Rewrite every row below, swapping "benchmark" for "evaluation" wherever it occurs and changing nothing else. Leave the pictures out of your answer.

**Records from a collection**

╭──

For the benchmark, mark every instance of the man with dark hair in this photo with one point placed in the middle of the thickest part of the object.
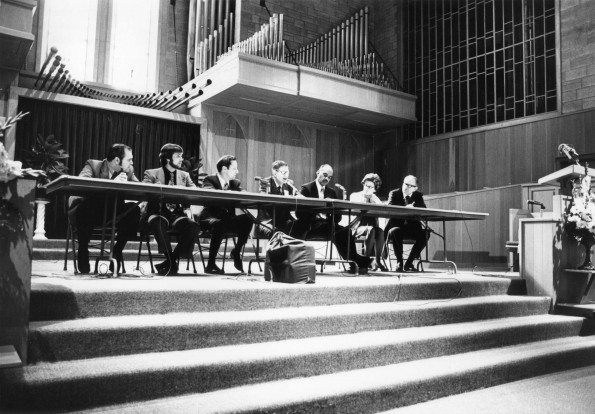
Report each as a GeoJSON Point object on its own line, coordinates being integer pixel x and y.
{"type": "Point", "coordinates": [278, 184]}
{"type": "Point", "coordinates": [396, 229]}
{"type": "Point", "coordinates": [221, 220]}
{"type": "Point", "coordinates": [87, 212]}
{"type": "Point", "coordinates": [163, 216]}
{"type": "Point", "coordinates": [321, 225]}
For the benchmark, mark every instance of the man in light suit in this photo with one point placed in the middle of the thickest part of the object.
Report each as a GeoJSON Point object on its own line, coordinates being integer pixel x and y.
{"type": "Point", "coordinates": [311, 224]}
{"type": "Point", "coordinates": [221, 220]}
{"type": "Point", "coordinates": [87, 212]}
{"type": "Point", "coordinates": [396, 229]}
{"type": "Point", "coordinates": [163, 216]}
{"type": "Point", "coordinates": [278, 184]}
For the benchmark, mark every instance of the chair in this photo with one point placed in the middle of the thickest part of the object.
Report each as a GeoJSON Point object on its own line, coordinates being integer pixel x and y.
{"type": "Point", "coordinates": [391, 254]}
{"type": "Point", "coordinates": [72, 241]}
{"type": "Point", "coordinates": [206, 234]}
{"type": "Point", "coordinates": [145, 235]}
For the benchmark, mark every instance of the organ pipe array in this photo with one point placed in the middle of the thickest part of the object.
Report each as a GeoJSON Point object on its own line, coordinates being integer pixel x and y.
{"type": "Point", "coordinates": [210, 33]}
{"type": "Point", "coordinates": [54, 77]}
{"type": "Point", "coordinates": [344, 51]}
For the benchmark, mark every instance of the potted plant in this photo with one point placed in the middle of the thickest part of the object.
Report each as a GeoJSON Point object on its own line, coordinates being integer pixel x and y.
{"type": "Point", "coordinates": [48, 156]}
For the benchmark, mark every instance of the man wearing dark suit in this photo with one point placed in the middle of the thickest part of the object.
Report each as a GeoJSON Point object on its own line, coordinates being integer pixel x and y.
{"type": "Point", "coordinates": [314, 225]}
{"type": "Point", "coordinates": [220, 220]}
{"type": "Point", "coordinates": [87, 212]}
{"type": "Point", "coordinates": [397, 229]}
{"type": "Point", "coordinates": [163, 216]}
{"type": "Point", "coordinates": [278, 184]}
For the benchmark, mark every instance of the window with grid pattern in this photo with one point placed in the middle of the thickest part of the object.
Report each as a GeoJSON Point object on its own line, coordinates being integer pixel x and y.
{"type": "Point", "coordinates": [477, 62]}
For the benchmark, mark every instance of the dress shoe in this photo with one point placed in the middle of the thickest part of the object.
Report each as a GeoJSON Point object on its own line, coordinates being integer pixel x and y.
{"type": "Point", "coordinates": [384, 253]}
{"type": "Point", "coordinates": [111, 266]}
{"type": "Point", "coordinates": [167, 268]}
{"type": "Point", "coordinates": [374, 265]}
{"type": "Point", "coordinates": [82, 261]}
{"type": "Point", "coordinates": [381, 266]}
{"type": "Point", "coordinates": [409, 267]}
{"type": "Point", "coordinates": [214, 270]}
{"type": "Point", "coordinates": [237, 260]}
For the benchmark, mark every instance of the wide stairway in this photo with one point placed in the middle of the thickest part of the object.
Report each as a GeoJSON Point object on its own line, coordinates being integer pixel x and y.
{"type": "Point", "coordinates": [239, 345]}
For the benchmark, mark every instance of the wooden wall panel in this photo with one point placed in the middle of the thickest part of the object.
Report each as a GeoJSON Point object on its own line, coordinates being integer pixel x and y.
{"type": "Point", "coordinates": [514, 154]}
{"type": "Point", "coordinates": [475, 243]}
{"type": "Point", "coordinates": [258, 141]}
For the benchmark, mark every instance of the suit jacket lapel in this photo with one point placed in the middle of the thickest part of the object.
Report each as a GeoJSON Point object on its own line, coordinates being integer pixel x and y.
{"type": "Point", "coordinates": [104, 170]}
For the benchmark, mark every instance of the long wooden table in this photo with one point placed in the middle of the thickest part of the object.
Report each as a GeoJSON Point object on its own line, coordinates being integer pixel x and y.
{"type": "Point", "coordinates": [424, 215]}
{"type": "Point", "coordinates": [74, 185]}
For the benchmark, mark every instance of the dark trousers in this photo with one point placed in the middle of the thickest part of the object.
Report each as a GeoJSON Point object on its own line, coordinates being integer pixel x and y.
{"type": "Point", "coordinates": [88, 213]}
{"type": "Point", "coordinates": [413, 231]}
{"type": "Point", "coordinates": [323, 229]}
{"type": "Point", "coordinates": [186, 230]}
{"type": "Point", "coordinates": [238, 225]}
{"type": "Point", "coordinates": [266, 230]}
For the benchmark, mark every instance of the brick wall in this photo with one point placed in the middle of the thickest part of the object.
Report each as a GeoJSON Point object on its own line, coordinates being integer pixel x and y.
{"type": "Point", "coordinates": [577, 54]}
{"type": "Point", "coordinates": [304, 20]}
{"type": "Point", "coordinates": [174, 44]}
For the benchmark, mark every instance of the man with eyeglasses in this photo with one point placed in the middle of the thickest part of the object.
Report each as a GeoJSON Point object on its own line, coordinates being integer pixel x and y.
{"type": "Point", "coordinates": [312, 225]}
{"type": "Point", "coordinates": [278, 184]}
{"type": "Point", "coordinates": [397, 229]}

╰──

**Correct output**
For the evaluation, mark every instance of the man with dark hair in this photo with one point placed in the middle of the thickest part of the object.
Report each as a GeoJSON Point object on its own line, coordinates being integer pixel x and y.
{"type": "Point", "coordinates": [278, 184]}
{"type": "Point", "coordinates": [396, 229]}
{"type": "Point", "coordinates": [221, 220]}
{"type": "Point", "coordinates": [87, 212]}
{"type": "Point", "coordinates": [163, 216]}
{"type": "Point", "coordinates": [321, 225]}
For the evaluation, mark every instance of the man in light suit in this photo with one point placed in the middle of the thickest part of the object.
Report each as a GeoJSON Point object on its own line, coordinates being integer pixel x and y.
{"type": "Point", "coordinates": [311, 224]}
{"type": "Point", "coordinates": [221, 220]}
{"type": "Point", "coordinates": [87, 212]}
{"type": "Point", "coordinates": [396, 229]}
{"type": "Point", "coordinates": [163, 216]}
{"type": "Point", "coordinates": [278, 184]}
For the evaluation, mark every instance of the chair in this photo with one point placed in the middle of the thickest part of the object.
Report each as a GeoJSON Point object on its own line, coordinates being integer pixel x and y.
{"type": "Point", "coordinates": [391, 254]}
{"type": "Point", "coordinates": [72, 241]}
{"type": "Point", "coordinates": [206, 234]}
{"type": "Point", "coordinates": [145, 235]}
For the evaluation, mark every instance of the organ pipe array in this photo with one point placed in the middle of the thickest part of the object.
Report each as a GeoJSON Point object on its own line, coordinates being integer pixel x and y.
{"type": "Point", "coordinates": [210, 33]}
{"type": "Point", "coordinates": [54, 77]}
{"type": "Point", "coordinates": [344, 51]}
For the evaluation, mark every instance of the potted plant in this photo with one point placed in the middle of the thickest part of the object.
Report each as a GeoJSON Point object on its own line, coordinates being integer pixel x and y.
{"type": "Point", "coordinates": [48, 156]}
For the evaluation, mark every instance of the man wearing dark suit in this photo with one point placed in the middle of the thickest part of the object.
Report each as a GeoJSON Point object on its own line, coordinates being integer pixel x and y.
{"type": "Point", "coordinates": [314, 225]}
{"type": "Point", "coordinates": [220, 220]}
{"type": "Point", "coordinates": [87, 212]}
{"type": "Point", "coordinates": [397, 229]}
{"type": "Point", "coordinates": [163, 216]}
{"type": "Point", "coordinates": [278, 184]}
For the evaluation, mark every instance of the window with grid pattern in this photo with one point placed in the middle of the thickest part of the object.
Report each as a GeoJSON Point object on its own line, coordinates being integer pixel x and y.
{"type": "Point", "coordinates": [477, 62]}
For the evaluation, mark every instance of the dress shoe in this photo with one point placed in the middle of the thickest part of the object.
Report each as a GeoJSON Point object on its own line, coordinates being integer pixel x and y.
{"type": "Point", "coordinates": [384, 253]}
{"type": "Point", "coordinates": [111, 266]}
{"type": "Point", "coordinates": [167, 268]}
{"type": "Point", "coordinates": [374, 265]}
{"type": "Point", "coordinates": [82, 261]}
{"type": "Point", "coordinates": [381, 266]}
{"type": "Point", "coordinates": [409, 267]}
{"type": "Point", "coordinates": [214, 270]}
{"type": "Point", "coordinates": [237, 260]}
For the evaluation, mark every instance of the wide stairway in this photo with one point placed in the middle of the thickest part of the object.
Report each as a GeoJSON Point object on its own line, coordinates being integer pixel x and y.
{"type": "Point", "coordinates": [239, 345]}
For the evaluation, mark every instance of the wooden wall panel in this photo with one point placed in the middle of the thickest part of the object.
Report each as a GeoJSON Point object on its own line, coordinates being integer pixel x and y.
{"type": "Point", "coordinates": [514, 154]}
{"type": "Point", "coordinates": [475, 243]}
{"type": "Point", "coordinates": [258, 141]}
For the evaluation, mark every instance of the suit jacket lapel in this photo with one point placed in the middle of the thickest part of the object.
Report each as a GeoJSON Point object on its own line, coordinates being integer pixel x and y.
{"type": "Point", "coordinates": [104, 170]}
For the evaluation, mark every instance of the long wooden table in this photo with one point placed in the middle of the thickest part of the object.
Report each as a GeoJSON Point object on its own line, coordinates being integer pixel x and y.
{"type": "Point", "coordinates": [424, 215]}
{"type": "Point", "coordinates": [74, 185]}
For the evaluation, mark every instance of the dark trousers in this photo with one point placed in the middle of the thickest part of the object.
Report each as a GeoJSON Point object on its own line, coordinates being integer pixel x and y.
{"type": "Point", "coordinates": [88, 213]}
{"type": "Point", "coordinates": [413, 231]}
{"type": "Point", "coordinates": [323, 229]}
{"type": "Point", "coordinates": [186, 230]}
{"type": "Point", "coordinates": [238, 225]}
{"type": "Point", "coordinates": [266, 230]}
For the evaluation, mark every instance of the brick wall in this photo with one point placed in the middle of the thickest part of the object.
Report each as a GeoJSON Point object on its own line, coordinates being integer pixel x and y.
{"type": "Point", "coordinates": [577, 54]}
{"type": "Point", "coordinates": [304, 20]}
{"type": "Point", "coordinates": [174, 44]}
For the evaluation, mark every instance of the man with eyeglasses in this photo with one point placed in the middle of the thickest part of the object.
Report each as a GeoJSON Point object on its own line, coordinates being integer pixel x and y.
{"type": "Point", "coordinates": [312, 225]}
{"type": "Point", "coordinates": [278, 184]}
{"type": "Point", "coordinates": [397, 229]}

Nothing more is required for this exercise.